Reproduce word for word the part of the biomedical waste article from "infection-wasteCUTTACK: Despite strict" to "counsel PR Das.".

-- EXERCISE PASSAGE --
========

Infectious waste still disposed of in the open

infection-wasteCUTTACK: Despite strict directions of the Orissa High Court for proper implementation of the Biomedical Waste (Management and Handling) Rules 1998, little has changed in the scene at the medical colleges and hospitals of the State.

Infectious waste, body parts and sharp discards continue to be mixed with general waste and disposed of in the open even as biomedical waste units have been established and measures taken for segregation at the points of origin. What is more appalling is that sharp objects like needles, syringes, blades and even plastic discards are being blatantly collected from the disposal points and most possibly making way to the illicit recycling units and thereby creating hazardous consequences. These have been brought to the fore in an inspection report submitted to the High Court by its appointed counsel PR Das.

Das in September had been asked by the Court in course of hearing on a PIL filed by city-based Maitree Sansad to enquire into the status of biomedical waste disposal system in the SCB Medical College and Hospital here and later on included MKCG Medical College and Hospital in Berhampur.

On completion of the inspection, Das noted that biomedical waste disposal infrastructure was available at the SCB Medical College and Hospital.

========

(Referring expression pointing data)
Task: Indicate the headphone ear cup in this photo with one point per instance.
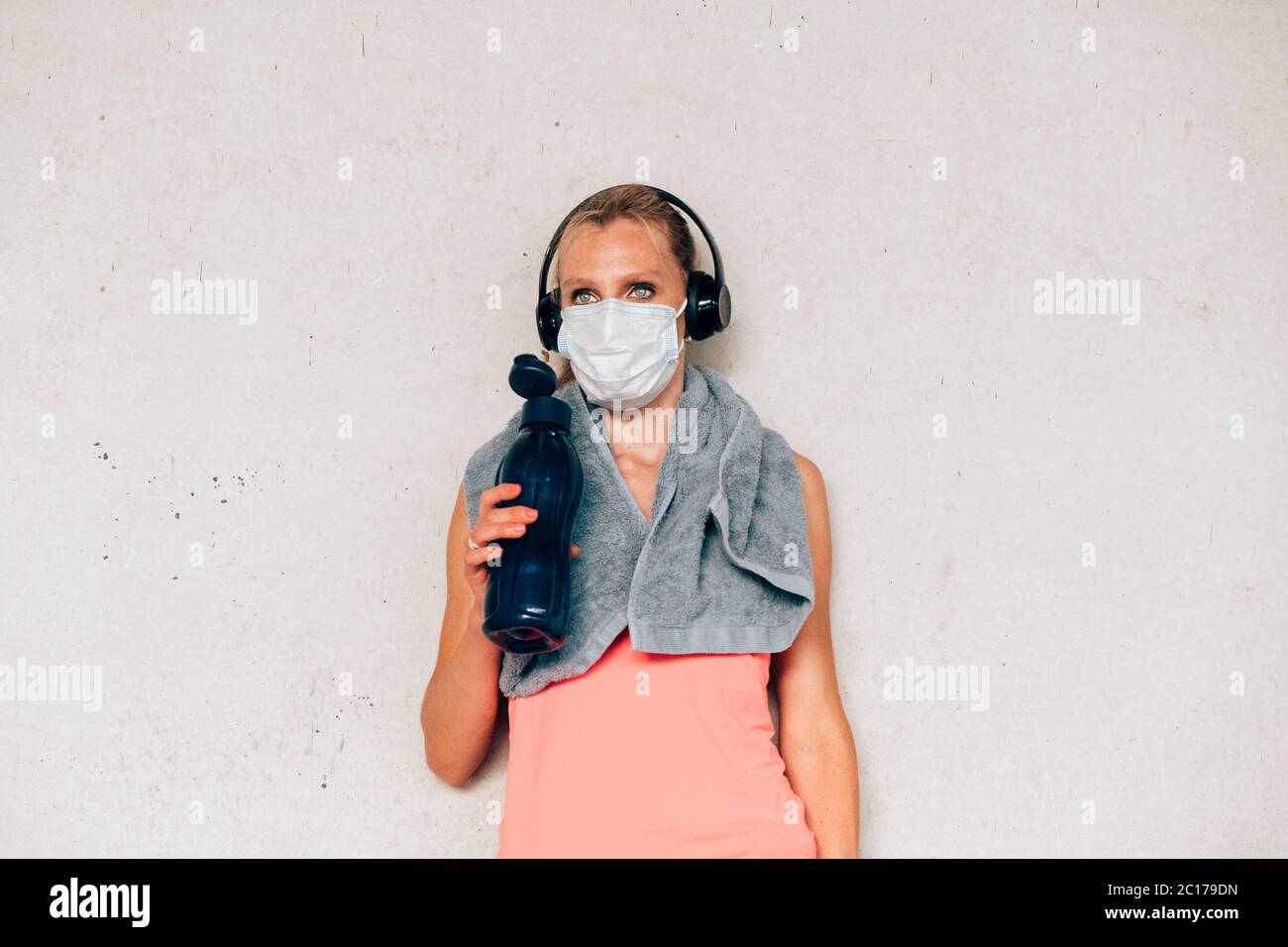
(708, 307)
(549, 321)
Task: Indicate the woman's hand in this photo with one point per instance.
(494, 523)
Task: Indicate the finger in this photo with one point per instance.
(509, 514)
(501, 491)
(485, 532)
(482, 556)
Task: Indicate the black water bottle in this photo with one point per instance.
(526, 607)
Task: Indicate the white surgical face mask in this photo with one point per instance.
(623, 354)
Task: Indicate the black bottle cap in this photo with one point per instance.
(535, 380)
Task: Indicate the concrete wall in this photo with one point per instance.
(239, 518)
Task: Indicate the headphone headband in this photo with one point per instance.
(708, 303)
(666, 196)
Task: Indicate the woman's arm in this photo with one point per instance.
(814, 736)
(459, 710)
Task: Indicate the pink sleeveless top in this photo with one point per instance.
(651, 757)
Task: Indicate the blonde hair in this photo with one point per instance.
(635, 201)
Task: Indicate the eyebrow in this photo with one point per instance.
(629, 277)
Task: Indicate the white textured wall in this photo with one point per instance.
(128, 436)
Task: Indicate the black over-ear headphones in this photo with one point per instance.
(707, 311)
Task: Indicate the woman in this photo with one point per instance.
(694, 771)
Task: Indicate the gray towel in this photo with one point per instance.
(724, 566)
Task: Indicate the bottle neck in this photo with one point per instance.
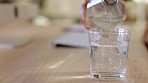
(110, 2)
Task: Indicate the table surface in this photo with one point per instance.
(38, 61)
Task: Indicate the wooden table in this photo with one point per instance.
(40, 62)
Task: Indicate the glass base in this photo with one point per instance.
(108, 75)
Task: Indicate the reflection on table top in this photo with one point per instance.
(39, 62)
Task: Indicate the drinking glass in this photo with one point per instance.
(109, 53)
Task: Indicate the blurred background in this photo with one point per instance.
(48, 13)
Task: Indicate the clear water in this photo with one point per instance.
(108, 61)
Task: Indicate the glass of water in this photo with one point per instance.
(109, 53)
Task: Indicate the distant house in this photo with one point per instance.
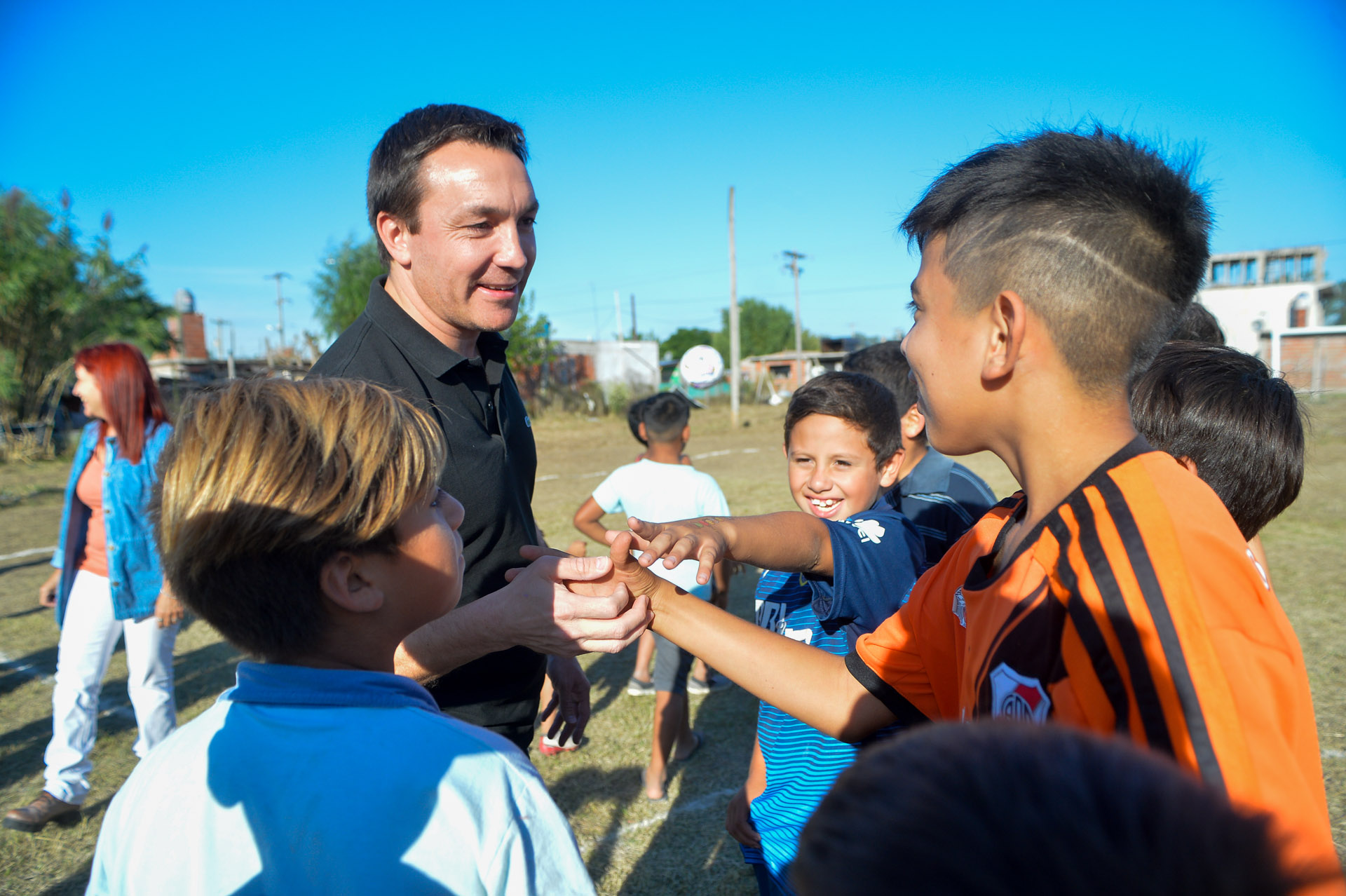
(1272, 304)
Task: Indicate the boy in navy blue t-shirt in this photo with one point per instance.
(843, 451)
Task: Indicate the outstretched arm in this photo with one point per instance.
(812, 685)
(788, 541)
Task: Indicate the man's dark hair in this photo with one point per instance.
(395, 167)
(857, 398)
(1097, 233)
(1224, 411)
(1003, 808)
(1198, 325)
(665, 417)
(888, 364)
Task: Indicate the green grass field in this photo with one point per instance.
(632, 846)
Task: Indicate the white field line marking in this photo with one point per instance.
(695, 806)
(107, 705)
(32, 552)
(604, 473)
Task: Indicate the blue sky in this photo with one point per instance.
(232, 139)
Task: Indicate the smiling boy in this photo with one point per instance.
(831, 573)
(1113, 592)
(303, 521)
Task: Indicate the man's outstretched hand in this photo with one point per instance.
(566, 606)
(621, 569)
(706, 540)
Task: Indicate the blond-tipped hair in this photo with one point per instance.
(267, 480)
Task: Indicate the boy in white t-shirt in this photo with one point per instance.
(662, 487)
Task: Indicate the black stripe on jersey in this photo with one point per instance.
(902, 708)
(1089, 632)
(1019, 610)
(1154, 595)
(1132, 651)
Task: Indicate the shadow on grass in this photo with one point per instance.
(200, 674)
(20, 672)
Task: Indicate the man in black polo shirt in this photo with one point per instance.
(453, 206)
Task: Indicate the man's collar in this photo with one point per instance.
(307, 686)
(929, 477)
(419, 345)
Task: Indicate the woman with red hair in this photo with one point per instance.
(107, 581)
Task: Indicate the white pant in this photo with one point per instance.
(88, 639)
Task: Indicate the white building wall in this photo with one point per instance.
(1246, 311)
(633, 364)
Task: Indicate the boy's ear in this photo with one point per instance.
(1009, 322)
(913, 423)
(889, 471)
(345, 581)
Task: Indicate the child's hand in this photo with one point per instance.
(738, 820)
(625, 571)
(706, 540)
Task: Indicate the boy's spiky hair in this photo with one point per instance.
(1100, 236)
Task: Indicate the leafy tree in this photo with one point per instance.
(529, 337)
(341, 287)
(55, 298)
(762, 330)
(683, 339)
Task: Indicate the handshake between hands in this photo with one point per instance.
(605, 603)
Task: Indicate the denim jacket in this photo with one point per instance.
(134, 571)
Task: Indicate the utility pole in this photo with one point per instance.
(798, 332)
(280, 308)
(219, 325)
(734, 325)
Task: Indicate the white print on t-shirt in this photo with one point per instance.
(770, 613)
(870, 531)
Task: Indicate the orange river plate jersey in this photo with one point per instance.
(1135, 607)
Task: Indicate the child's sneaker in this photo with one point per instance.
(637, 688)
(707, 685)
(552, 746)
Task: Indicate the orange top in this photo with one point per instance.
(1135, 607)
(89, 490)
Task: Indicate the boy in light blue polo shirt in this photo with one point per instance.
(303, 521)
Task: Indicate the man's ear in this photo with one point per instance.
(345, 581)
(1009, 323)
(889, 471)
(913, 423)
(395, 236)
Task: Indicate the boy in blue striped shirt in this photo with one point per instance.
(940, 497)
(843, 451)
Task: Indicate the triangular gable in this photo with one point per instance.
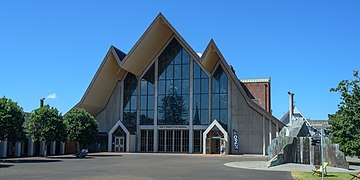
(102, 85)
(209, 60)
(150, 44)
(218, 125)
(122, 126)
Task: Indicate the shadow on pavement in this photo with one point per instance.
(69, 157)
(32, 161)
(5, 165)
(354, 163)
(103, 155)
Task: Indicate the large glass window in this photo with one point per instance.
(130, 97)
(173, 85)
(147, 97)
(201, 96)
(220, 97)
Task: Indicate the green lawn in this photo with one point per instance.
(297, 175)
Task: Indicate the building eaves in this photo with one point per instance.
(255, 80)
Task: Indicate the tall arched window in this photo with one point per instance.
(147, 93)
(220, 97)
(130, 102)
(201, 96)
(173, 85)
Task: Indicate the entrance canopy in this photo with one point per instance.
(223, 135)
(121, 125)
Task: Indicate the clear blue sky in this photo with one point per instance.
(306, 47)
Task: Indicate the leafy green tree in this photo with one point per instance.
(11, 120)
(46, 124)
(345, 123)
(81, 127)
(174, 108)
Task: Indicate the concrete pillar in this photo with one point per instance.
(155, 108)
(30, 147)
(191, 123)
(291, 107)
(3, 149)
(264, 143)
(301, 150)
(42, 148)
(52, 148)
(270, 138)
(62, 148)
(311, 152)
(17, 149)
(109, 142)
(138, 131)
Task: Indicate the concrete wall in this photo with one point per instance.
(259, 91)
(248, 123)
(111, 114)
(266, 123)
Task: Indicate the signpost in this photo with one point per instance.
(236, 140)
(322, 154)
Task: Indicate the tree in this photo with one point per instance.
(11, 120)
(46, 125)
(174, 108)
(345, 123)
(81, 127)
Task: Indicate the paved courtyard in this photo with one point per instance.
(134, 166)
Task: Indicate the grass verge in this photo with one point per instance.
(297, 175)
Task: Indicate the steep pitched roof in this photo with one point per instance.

========

-- RESPONSE TO THIS TASK --
infection-wasteCUTTACK: Despite strict directions of the Orissa High Court for proper implementation of the Biomedical Waste (Management and Handling) Rules 1998, little has changed in the scene at the medical colleges and hospitals of the State.

Infectious waste, body parts and sharp discards continue to be mixed with general waste and disposed of in the open even as biomedical waste units have been established and measures taken for segregation at the points of origin. What is more appalling is that sharp objects like needles, syringes, blades and even plastic discards are being blatantly collected from the disposal points and most possibly making way to the illicit recycling units and thereby creating hazardous consequences. These have been brought to the fore in an inspection report submitted to the High Court by its appointed counsel PR Das.